INSTRUÇÃO ESCRITA A: Reproduza sem alterações, do texto sobre a guerra na Ucrânia, o trecho que começa nas palavras que contêm "A Rússia conseguiu" e termina em "em outros lugares.".
INSTRUÇÃO ESCRITA B: Indique se cada afirmação abaixo está de acordo com o texto sobre a guerra na Ucrânia, respondendo sim ou não e citando literalmente as palavras do texto que decidem a questão. (i) A operação da usina de Zaporizhzhia está sob comando russo. (ii) Cerca de 15 mil tropas russas lutam na região oeste de Kherson. (iii) Segundo Jack Watling, há sinais de rendição dos russos.

TEXTO DE LEITURA:
******

A Rússia conseguiu o controle militar de Zaporizhzhia durante a guerra, mas a operação da usina continua sob comando ucraniano. A usina fica localizada em uma das regiões que a Rússia pretende anexar – a de Zaporizhzhia. As outras três são as regiões de Luhansk e Donetsk, no leste, e Kherson, no sul.
Momento mais frágil da Rússia
Especialistas militares ouvidos pelo jornal britânico The Guardian avaliam que a Rússia vive o seu momento mais frágil na guerra. Segundo o Guardian, cerca de 15 mil das tropas mais bem treinadas da Rússia lutam para combater os ucranianos na região oeste de Kherson, o que reduziu as forças russas em outros lugares.
Na avaliação de Jack Watling, analista sênior do Royal United Services Institute, as tropas russas ao redor de Kherson recuaram para a segunda linha de defesa para encurtar o front. Ele afirma que não há sinais de rendição dos russos, como aconteceu na região de Kharkiv, mas se a Ucrânia conseguir romper a segunda linha de defesa as linhas de abastecimento da Rússia podem ser cortadas, isolando-os. “No momento, as pontes estão sendo atingidas por foguetes Himars, que são escassos e muito caros”, declarou Watling. “(Se avançarem mais) podem se dar ao luxo de abrir fogo contra alvos secundários”.

******

REGISTROS FORNECIDOS:
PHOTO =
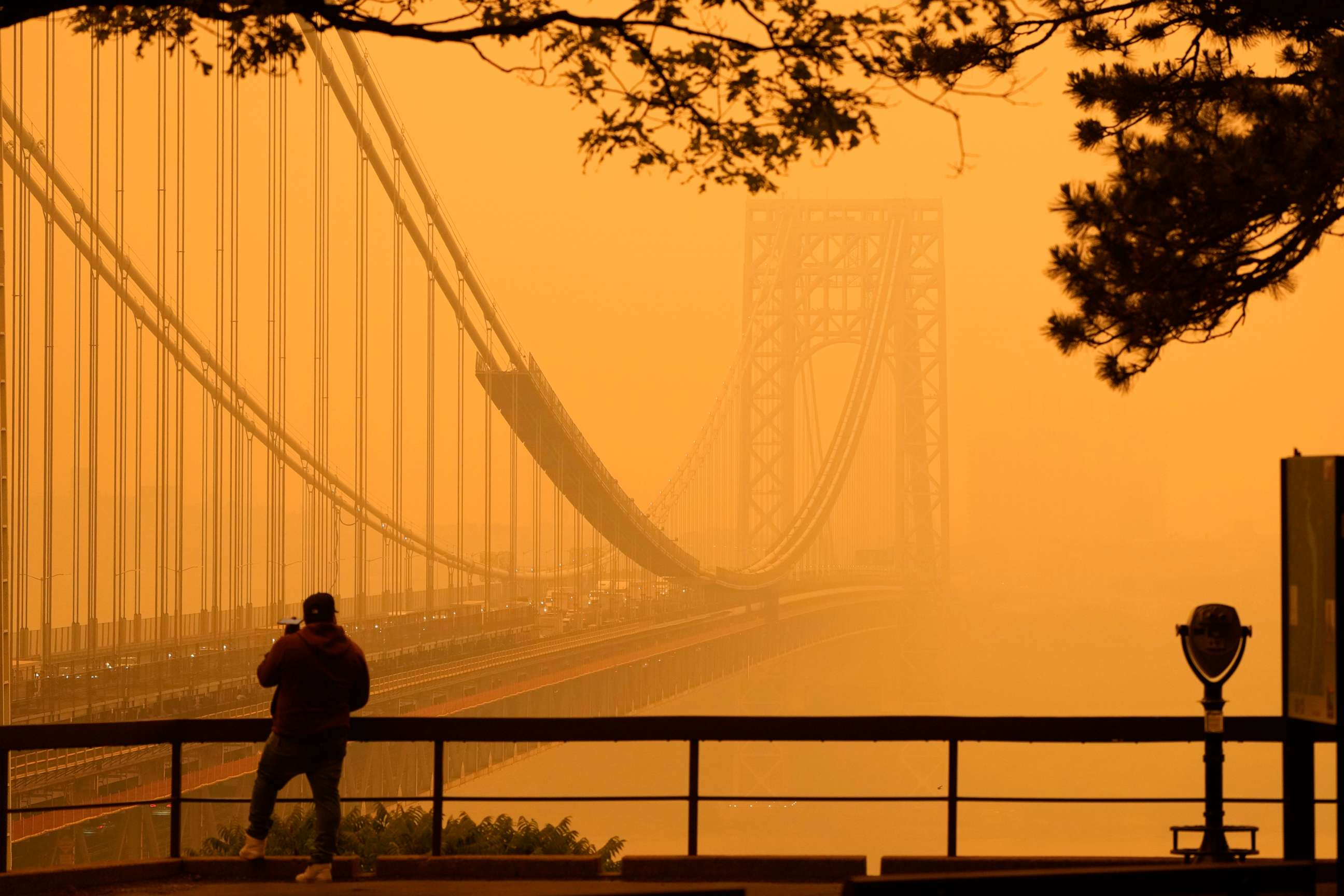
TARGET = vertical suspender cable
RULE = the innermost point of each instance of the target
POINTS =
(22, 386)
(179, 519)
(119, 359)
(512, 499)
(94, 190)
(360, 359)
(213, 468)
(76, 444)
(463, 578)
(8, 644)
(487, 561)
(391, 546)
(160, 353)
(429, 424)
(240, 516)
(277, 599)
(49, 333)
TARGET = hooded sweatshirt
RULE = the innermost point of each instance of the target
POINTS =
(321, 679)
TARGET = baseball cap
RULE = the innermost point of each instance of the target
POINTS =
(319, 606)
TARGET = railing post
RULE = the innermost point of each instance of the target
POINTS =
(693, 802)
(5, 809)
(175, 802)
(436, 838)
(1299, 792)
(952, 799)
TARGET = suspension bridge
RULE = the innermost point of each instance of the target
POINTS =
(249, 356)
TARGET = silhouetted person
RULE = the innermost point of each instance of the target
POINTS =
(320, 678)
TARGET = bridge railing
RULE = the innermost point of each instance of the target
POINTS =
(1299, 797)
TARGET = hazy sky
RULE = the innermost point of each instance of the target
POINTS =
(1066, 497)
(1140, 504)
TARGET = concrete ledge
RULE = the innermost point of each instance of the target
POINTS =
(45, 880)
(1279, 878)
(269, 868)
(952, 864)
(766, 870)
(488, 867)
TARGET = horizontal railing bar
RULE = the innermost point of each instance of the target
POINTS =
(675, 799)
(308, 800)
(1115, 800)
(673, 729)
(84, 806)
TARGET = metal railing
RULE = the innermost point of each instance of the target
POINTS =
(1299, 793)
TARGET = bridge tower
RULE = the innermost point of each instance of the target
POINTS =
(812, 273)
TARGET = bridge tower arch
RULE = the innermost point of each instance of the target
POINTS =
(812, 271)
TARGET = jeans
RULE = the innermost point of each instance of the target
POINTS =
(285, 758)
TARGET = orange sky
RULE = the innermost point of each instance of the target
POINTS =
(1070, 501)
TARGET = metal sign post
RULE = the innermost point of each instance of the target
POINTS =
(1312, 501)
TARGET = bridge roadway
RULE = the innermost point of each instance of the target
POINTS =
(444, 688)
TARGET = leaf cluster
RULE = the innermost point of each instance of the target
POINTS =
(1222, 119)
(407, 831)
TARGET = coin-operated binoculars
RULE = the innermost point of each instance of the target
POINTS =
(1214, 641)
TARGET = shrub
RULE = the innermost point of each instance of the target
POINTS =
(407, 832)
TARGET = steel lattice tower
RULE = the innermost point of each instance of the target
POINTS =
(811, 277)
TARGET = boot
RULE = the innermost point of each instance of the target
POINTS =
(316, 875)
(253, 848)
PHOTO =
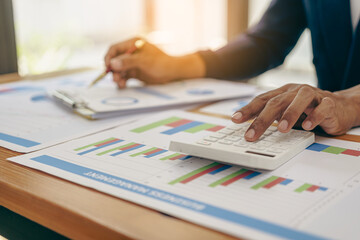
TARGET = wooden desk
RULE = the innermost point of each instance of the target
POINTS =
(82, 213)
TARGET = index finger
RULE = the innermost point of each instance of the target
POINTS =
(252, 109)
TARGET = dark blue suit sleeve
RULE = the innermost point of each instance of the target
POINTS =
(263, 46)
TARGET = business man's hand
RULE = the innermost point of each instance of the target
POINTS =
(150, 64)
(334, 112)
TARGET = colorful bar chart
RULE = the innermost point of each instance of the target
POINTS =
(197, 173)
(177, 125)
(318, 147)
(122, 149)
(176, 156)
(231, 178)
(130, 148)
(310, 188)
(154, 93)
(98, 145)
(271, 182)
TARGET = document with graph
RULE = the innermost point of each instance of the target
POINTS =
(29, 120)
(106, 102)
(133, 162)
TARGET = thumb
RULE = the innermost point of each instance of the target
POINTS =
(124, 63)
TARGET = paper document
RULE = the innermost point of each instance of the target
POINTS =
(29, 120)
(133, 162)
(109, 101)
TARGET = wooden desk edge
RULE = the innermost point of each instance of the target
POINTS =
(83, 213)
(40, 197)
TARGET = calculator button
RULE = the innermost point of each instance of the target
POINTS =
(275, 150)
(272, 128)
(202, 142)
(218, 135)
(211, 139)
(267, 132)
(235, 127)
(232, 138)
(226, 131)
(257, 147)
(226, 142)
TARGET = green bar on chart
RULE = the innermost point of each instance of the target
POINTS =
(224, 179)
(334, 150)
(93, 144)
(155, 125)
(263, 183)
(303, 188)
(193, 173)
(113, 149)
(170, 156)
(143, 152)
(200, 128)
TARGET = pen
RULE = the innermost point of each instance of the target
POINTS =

******

RESPOSTA ESCRITA A:
A Rússia conseguiu o controle militar de Zaporizhzhia durante a guerra, mas a operação da usina continua sob comando ucraniano. A usina fica localizada em uma das regiões que a Rússia pretende anexar – a de Zaporizhzhia. As outras três são as regiões de Luhansk e Donetsk, no leste, e Kherson, no sul.
Momento mais frágil da Rússia
Especialistas militares ouvidos pelo jornal britânico The Guardian avaliam que a Rússia vive o seu momento mais frágil na guerra. Segundo o Guardian, cerca de 15 mil das tropas mais bem treinadas da Rússia lutam para combater os ucranianos na região oeste de Kherson, o que reduziu as forças russas em outros lugares.

RESPOSTA ESCRITA B:
(i) Não: "a operação da usina continua sob comando ucraniano".
(ii) Sim: "cerca de 15 mil das tropas mais bem treinadas da Rússia lutam para combater os ucranianos na região oeste de Kherson".
(iii) Não: "não há sinais de rendição dos russos".